-- Data supplied start --
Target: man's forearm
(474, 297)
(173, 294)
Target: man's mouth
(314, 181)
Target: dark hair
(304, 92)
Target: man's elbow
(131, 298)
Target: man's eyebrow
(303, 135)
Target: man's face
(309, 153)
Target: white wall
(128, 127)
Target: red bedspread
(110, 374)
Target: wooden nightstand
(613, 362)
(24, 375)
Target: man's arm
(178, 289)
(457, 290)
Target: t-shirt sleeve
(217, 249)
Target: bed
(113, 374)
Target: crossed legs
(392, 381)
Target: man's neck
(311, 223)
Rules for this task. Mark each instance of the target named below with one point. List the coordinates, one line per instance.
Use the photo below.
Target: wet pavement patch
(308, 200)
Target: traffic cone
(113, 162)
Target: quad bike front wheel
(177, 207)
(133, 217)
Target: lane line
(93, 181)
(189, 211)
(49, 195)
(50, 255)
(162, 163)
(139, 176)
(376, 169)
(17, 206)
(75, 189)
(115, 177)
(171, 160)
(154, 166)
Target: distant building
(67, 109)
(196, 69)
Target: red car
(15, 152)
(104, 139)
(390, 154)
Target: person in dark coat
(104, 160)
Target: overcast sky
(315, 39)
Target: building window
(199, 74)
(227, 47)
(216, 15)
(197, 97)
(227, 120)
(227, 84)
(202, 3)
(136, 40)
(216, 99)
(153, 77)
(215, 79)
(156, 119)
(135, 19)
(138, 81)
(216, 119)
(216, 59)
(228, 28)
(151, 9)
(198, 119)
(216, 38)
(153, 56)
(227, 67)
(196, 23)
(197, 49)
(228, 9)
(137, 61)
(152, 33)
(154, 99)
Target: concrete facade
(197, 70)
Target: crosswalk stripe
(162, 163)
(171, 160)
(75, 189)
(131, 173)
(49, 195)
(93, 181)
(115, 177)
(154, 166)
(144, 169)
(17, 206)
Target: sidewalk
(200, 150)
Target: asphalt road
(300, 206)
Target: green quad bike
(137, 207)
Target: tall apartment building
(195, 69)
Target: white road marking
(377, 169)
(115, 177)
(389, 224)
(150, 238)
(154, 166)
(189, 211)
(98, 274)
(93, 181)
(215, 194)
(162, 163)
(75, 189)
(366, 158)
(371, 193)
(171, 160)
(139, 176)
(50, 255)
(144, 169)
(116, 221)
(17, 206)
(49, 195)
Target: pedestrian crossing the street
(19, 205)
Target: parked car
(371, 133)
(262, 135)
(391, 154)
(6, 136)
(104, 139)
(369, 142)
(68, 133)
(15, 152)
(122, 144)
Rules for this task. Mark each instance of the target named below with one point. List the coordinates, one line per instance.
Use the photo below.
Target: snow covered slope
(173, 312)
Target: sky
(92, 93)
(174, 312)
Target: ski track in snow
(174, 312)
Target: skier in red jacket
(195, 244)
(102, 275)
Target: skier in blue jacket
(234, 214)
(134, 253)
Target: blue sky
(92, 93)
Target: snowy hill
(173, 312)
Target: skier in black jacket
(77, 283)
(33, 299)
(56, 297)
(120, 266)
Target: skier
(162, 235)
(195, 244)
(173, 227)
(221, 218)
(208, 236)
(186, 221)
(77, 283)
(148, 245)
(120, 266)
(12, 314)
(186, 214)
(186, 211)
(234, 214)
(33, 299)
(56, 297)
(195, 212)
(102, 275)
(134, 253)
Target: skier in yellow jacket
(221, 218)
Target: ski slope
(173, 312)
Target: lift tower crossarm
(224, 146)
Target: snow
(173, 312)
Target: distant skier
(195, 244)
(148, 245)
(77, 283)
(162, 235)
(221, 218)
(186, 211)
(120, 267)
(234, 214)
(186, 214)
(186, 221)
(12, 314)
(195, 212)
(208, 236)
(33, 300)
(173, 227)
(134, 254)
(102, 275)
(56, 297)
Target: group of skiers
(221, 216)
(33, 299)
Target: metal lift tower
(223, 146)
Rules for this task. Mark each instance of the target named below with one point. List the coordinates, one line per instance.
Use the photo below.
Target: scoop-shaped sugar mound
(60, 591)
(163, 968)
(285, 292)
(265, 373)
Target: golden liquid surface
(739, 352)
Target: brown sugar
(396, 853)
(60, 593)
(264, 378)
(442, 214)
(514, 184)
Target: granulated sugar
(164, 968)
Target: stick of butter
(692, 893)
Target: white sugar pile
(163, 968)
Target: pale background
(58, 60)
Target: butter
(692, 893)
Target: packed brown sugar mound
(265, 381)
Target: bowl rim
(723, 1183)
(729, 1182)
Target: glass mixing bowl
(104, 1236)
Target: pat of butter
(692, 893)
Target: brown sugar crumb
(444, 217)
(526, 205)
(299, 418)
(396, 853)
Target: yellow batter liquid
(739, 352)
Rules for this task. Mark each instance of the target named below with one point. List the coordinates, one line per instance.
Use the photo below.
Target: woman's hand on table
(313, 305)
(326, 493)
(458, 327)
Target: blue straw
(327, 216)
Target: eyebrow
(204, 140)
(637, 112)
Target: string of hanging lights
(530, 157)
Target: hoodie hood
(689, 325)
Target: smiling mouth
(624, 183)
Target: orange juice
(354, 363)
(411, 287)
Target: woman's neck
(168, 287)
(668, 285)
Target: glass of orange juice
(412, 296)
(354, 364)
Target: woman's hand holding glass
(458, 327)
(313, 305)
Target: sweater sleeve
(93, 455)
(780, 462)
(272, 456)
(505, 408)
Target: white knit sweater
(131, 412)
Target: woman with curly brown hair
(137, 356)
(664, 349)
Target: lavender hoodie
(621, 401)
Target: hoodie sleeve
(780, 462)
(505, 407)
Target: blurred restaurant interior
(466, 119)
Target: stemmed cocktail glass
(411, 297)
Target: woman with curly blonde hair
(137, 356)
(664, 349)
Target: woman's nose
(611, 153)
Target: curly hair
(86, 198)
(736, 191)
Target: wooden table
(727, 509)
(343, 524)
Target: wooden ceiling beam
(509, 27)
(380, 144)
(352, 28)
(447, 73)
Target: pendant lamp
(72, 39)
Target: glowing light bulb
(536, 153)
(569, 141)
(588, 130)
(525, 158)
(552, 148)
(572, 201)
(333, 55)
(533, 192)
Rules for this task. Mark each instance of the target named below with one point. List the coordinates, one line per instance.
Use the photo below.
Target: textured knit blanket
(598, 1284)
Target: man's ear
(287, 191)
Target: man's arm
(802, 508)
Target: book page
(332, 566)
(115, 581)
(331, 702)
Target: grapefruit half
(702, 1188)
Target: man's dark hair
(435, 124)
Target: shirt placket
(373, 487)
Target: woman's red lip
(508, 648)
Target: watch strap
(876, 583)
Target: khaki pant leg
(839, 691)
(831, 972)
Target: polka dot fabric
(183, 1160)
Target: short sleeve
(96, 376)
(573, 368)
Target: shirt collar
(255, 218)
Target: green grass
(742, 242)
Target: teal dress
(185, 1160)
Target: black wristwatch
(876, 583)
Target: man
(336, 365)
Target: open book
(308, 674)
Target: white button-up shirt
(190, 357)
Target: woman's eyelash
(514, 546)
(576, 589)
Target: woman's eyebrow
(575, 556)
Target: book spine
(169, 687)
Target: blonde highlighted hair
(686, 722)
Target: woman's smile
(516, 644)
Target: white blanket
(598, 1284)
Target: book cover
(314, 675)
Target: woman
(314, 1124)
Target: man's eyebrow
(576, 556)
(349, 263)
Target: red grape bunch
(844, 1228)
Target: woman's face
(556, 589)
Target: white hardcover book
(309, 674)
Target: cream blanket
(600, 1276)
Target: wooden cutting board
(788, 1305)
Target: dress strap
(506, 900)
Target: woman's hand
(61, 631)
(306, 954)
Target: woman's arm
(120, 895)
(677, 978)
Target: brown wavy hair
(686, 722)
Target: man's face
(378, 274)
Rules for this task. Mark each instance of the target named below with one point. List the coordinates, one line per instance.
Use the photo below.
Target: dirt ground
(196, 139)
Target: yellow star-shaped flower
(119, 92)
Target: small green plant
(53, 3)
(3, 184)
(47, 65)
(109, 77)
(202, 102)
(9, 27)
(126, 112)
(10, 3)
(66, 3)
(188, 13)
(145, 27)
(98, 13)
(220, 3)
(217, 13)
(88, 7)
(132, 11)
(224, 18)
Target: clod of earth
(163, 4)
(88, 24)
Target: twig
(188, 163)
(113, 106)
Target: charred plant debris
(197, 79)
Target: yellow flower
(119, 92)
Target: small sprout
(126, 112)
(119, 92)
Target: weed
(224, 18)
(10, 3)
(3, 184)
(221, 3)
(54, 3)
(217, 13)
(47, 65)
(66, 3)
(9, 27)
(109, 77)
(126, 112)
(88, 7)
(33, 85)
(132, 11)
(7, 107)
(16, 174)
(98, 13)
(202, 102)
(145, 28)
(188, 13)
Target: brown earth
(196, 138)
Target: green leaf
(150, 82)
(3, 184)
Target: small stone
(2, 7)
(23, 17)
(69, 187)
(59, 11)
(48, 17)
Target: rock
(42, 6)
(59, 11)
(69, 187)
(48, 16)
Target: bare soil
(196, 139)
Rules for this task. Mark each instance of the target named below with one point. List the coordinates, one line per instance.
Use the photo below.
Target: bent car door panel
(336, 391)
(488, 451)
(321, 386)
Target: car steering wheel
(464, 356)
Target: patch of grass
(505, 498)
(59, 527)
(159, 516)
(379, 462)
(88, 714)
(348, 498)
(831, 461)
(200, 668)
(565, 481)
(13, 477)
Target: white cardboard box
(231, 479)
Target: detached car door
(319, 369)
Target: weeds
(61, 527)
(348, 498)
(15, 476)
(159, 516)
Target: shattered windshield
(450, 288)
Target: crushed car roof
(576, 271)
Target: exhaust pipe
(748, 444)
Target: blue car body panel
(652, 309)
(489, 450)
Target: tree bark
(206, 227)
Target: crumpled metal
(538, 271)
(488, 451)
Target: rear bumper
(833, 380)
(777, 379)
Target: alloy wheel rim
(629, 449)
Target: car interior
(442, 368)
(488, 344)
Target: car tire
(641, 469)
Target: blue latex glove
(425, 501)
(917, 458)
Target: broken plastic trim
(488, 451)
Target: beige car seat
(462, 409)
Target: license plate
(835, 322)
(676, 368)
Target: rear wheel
-- Data supplied end --
What is being asked
Output, unchanged, the lines from the line with "Target: shattered windshield" through the final line of the material.

Solution for this exercise
Target: shattered windshield
(450, 288)
Target: crushed car roof
(576, 271)
Target: exhaust pipe
(748, 444)
Target: blue car body panel
(652, 309)
(489, 450)
Target: tree bark
(206, 227)
Target: crumpled metal
(538, 271)
(488, 451)
Target: rear bumper
(833, 380)
(777, 379)
Target: alloy wheel rim
(629, 449)
Target: car interior
(442, 368)
(488, 344)
Target: car tire
(641, 469)
Target: blue latex glove
(425, 501)
(917, 458)
Target: broken plastic trim
(488, 451)
Target: beige car seat
(462, 409)
Target: license plate
(835, 322)
(676, 368)
Target: rear wheel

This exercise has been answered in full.